TASK 1: Report how many lines of the rows contain the string "choppy", treating uppercase and lowercase as distinct. Give the number alone.

PAGE EXCERPT:
By Carolyn Okomo
THE AFRICA BAZAAR MAGAZINE
READING ROOM — Ethiopia’s last emperor, Haile Selassie, was deposed almost 39 years ago in a military coup lead by the opposing Derg regime that ended the nation’s 3,000-year-old rule by monarch. What followed was almost two decades of intimidation and genocide that saw an official end in 1991. The legacy of that violent period is captured in the fictional work of Ethiopian-born author Maaza Mengiste, whose 2010 debut novel “Beneath the Lion’s Gaze” earned her a spot on The Guardian’s 10 best contemporary American books in addition to several other notable honors. The book tells the story of a family divided both physically and emotionally as a result of the movement against Selassie’s rule and subsequent regime change. Mengiste was also one of nine world-renowned authors to participate in director Richard Robbin’s “Girl Rising” documentary film. The project brought Mengiste back to her country of origin to write the story of a teenager named Azmera—a girl who made the decision to break with her culture’s tradition of forced early marriage in order to pursue an education. The author, who’s currently at work on a second novel, spoke with The Africa Bazaar about her work, her native country and what it means to be an “African writer.”

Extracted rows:
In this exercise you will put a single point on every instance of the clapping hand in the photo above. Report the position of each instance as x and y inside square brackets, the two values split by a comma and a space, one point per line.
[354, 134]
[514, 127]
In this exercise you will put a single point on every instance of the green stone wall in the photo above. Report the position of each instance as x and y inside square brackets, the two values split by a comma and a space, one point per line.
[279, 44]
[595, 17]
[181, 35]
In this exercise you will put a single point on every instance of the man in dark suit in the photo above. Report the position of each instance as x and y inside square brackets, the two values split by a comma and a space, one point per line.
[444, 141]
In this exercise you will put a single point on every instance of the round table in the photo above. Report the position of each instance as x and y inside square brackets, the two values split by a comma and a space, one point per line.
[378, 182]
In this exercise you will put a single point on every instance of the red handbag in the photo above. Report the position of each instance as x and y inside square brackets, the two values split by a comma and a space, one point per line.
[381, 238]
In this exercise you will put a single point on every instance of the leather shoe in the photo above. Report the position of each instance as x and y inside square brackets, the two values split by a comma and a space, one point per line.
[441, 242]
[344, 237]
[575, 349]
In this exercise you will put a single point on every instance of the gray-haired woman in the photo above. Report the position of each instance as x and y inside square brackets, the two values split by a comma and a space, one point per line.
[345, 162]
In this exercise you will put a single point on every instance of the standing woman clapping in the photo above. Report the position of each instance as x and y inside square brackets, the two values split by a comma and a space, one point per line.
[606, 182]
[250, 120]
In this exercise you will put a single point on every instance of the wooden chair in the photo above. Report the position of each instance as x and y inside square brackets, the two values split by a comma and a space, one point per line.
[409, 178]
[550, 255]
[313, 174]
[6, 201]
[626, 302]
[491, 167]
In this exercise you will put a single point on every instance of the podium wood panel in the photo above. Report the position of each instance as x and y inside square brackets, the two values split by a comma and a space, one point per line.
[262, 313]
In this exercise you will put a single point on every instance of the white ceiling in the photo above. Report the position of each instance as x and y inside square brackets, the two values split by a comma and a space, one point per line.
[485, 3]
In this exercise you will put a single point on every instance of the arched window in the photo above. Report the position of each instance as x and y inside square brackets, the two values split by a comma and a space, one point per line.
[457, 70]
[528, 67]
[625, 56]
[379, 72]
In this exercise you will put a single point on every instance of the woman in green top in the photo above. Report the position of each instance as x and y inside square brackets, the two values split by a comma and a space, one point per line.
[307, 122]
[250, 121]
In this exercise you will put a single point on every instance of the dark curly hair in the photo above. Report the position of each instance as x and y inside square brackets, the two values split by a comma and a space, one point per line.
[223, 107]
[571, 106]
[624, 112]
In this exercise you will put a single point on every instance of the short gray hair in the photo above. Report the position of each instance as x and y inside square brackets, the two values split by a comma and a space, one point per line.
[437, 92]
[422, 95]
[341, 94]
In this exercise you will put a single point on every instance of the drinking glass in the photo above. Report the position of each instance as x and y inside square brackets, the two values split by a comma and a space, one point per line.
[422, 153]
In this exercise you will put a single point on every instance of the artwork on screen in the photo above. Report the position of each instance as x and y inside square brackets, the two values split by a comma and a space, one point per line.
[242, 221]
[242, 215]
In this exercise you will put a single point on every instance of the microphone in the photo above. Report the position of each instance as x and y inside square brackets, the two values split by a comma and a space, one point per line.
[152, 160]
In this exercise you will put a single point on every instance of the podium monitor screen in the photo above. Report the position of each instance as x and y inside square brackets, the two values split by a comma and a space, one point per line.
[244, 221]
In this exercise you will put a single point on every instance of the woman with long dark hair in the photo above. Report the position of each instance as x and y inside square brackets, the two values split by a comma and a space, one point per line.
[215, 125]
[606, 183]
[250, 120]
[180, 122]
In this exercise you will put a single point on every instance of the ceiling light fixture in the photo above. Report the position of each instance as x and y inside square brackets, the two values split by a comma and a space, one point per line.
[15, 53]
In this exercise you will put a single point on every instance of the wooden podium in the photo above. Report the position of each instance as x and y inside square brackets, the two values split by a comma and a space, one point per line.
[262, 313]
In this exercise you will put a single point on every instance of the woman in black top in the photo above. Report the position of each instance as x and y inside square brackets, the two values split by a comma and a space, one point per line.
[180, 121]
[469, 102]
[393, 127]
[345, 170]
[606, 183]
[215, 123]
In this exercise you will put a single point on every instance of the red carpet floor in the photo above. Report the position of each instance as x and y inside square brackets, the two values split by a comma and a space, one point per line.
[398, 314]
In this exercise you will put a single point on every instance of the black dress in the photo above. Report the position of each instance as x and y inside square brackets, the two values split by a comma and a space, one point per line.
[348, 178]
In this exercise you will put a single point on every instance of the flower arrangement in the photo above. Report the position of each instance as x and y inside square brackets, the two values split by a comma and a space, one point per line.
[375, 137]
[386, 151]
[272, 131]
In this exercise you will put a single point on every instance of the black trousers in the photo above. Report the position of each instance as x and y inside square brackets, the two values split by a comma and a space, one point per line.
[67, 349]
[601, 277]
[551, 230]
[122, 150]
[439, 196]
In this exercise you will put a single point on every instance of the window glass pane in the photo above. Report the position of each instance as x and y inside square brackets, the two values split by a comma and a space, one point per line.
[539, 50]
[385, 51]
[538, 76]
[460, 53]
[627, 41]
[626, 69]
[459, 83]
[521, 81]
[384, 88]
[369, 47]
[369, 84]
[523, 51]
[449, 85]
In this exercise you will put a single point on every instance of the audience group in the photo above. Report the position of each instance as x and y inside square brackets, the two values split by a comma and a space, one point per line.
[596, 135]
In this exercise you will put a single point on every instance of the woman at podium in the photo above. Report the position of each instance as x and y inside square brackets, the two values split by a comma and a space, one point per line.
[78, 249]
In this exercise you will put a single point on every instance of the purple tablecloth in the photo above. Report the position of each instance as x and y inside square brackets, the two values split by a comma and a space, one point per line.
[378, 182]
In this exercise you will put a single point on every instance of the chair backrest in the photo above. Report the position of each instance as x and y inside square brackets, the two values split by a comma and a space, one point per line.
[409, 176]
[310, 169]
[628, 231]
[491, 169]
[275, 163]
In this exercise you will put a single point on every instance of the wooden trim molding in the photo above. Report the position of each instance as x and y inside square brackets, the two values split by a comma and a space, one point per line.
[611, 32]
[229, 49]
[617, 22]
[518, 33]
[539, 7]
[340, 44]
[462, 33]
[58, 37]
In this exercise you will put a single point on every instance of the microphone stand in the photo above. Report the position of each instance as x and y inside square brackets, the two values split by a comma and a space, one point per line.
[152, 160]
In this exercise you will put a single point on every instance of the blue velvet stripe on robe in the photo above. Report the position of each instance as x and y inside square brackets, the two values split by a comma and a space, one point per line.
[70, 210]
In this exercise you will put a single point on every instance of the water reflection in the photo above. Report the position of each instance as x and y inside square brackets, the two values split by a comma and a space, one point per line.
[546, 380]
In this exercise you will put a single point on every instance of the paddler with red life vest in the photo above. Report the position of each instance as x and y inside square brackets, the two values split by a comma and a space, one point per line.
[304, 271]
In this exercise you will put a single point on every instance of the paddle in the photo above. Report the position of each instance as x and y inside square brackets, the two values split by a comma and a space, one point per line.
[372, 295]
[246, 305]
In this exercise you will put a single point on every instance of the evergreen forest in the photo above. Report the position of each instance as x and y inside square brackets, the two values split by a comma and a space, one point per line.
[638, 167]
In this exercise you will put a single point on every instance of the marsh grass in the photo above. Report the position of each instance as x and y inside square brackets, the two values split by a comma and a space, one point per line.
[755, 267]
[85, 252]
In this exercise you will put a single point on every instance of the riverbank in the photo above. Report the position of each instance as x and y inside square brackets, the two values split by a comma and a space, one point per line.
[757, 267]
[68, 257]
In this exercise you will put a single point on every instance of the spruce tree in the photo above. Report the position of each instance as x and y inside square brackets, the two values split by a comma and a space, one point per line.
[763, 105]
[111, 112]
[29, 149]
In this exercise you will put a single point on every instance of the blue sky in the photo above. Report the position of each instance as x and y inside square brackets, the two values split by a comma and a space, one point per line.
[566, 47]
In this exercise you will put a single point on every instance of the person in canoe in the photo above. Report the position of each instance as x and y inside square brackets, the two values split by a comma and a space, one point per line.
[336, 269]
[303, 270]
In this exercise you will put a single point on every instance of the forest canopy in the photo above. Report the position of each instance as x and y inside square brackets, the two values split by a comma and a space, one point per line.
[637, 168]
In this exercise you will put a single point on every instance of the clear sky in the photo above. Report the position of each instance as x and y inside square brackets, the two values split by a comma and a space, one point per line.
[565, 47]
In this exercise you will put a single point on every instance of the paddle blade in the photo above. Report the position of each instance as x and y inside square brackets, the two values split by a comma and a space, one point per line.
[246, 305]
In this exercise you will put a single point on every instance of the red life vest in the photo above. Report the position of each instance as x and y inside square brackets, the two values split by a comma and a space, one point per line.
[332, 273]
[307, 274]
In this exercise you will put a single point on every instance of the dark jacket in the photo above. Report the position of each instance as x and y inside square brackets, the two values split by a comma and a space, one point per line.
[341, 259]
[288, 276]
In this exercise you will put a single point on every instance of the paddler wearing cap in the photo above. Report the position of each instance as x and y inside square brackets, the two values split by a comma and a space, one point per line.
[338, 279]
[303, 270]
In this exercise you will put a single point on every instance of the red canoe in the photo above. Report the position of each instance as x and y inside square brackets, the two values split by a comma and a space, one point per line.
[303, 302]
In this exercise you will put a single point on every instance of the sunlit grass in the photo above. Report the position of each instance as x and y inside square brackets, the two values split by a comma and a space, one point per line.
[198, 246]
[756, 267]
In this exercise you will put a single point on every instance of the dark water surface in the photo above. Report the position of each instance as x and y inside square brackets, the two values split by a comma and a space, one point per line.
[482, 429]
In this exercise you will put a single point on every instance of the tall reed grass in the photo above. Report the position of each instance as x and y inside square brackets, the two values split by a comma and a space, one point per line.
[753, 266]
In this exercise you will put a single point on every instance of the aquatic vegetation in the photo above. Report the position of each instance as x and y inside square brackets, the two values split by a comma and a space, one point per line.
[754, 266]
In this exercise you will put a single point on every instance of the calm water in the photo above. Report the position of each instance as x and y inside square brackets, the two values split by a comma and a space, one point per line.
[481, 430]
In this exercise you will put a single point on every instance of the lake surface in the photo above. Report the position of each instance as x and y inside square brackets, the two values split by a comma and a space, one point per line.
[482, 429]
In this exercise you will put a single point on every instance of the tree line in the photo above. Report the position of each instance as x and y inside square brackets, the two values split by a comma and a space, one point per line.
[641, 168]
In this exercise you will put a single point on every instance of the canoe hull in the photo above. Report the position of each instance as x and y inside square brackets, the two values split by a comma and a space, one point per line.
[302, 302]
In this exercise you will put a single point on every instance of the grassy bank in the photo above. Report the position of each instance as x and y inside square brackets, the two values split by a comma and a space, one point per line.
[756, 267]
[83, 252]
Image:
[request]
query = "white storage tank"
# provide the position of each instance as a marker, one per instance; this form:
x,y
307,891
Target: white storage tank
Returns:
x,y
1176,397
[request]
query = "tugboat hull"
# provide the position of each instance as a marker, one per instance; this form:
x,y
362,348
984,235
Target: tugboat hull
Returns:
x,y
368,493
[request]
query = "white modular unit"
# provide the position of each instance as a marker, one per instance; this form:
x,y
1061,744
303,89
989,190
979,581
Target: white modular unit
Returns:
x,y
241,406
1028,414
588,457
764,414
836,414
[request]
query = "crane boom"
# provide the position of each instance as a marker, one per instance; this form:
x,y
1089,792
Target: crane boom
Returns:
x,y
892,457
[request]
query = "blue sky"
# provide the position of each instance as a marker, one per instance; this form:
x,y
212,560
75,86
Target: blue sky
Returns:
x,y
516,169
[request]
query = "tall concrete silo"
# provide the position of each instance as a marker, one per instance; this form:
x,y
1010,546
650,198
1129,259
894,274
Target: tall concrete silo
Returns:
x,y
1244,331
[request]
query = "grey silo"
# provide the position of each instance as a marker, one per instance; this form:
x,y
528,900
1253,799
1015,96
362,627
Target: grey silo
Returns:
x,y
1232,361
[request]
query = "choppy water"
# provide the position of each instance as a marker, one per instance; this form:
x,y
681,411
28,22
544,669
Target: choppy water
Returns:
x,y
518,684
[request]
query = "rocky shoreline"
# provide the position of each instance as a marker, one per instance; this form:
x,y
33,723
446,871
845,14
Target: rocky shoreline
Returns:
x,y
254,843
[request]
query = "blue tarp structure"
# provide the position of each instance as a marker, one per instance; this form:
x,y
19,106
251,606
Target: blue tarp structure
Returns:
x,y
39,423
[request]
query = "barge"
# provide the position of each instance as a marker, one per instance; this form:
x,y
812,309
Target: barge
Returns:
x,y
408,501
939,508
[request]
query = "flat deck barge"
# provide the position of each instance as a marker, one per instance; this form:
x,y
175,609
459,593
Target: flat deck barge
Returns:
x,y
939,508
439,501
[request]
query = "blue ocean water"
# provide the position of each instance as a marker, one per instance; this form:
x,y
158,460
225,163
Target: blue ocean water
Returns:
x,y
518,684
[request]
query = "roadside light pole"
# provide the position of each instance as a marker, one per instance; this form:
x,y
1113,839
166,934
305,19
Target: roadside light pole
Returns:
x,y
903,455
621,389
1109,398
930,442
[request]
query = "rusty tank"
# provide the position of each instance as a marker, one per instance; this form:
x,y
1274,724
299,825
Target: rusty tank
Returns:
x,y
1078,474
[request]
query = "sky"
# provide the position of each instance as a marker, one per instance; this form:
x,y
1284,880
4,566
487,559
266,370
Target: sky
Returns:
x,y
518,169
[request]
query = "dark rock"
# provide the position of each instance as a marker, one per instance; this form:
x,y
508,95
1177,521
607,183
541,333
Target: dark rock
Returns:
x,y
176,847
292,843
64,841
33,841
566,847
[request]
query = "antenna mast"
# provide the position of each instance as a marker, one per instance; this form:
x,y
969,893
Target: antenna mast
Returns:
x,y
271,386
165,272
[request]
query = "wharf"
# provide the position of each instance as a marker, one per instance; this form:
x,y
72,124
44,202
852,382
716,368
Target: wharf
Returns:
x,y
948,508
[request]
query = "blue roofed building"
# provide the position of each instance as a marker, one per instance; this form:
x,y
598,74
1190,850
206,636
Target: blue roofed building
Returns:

TASK 2: Translate this sentence from the magazine introduction above into Spanish: "The book tells the story of a family divided both physically and emotionally as a result of the movement against Selassie’s rule and subsequent regime change."

WRITTEN ANSWER 1: 2

WRITTEN ANSWER 2: El libro cuenta la historia de una familia dividida tanto física como emocionalmente a raíz del movimiento contra el gobierno de Selassie y el posterior cambio de régimen.